_Supplied material_.
>> Begin

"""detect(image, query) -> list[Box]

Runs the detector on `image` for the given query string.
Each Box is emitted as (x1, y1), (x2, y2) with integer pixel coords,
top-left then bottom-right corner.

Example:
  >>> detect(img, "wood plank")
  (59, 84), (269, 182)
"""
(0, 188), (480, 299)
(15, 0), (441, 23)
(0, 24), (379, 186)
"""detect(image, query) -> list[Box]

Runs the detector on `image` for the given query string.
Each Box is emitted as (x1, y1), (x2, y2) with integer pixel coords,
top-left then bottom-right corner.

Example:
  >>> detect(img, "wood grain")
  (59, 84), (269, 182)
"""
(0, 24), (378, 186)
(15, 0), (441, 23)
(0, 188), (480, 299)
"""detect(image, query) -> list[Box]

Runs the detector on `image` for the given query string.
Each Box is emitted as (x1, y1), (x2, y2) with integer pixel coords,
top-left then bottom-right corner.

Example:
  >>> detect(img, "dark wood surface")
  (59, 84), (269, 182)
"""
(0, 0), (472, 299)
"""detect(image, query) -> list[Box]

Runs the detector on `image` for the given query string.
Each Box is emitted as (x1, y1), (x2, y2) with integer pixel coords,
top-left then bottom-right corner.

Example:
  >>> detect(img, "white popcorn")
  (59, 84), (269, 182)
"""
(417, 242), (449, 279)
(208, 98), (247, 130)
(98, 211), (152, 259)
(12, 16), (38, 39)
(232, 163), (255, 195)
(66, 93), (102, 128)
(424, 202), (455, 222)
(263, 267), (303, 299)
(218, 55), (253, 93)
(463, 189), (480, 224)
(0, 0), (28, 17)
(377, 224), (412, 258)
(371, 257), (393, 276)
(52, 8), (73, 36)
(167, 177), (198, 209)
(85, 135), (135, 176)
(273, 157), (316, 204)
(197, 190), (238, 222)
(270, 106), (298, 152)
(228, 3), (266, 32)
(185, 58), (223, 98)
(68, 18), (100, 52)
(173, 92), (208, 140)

>> End

_Exercise_.
Please reproduce the material above word for word, from its first line through the line that contains "(0, 0), (472, 299)", including both of those lines.

_Solution_.
"""detect(image, query) -> list[Box]

Runs the detector on `image` for the given query string.
Each Box is emitted as (x1, y1), (x2, y2) with integer pixel coords,
top-left then bottom-right corner.

Example:
  >>> detect(img, "wood plank")
  (59, 84), (269, 182)
"""
(0, 188), (480, 299)
(15, 0), (441, 23)
(0, 24), (379, 186)
"""detect(image, query) -> list[Box]

Runs the detector on `image` for the given query string.
Each Box is emitted as (x1, y1), (x2, y2) with integer pixel coords,
top-left then bottom-right corner.

Example:
  >>> detect(img, "wood grain")
  (59, 84), (269, 182)
"""
(0, 24), (378, 186)
(15, 0), (441, 23)
(0, 188), (480, 299)
"""detect(image, query) -> list[Box]

Runs the detector on `image` for the given query string.
Each Box is emitted as (x1, y1), (x2, y2) with integer pixel coords,
top-left then bottom-right corner.

Example:
  >>> detect(img, "dark wood surface")
  (59, 84), (269, 182)
"""
(0, 0), (472, 299)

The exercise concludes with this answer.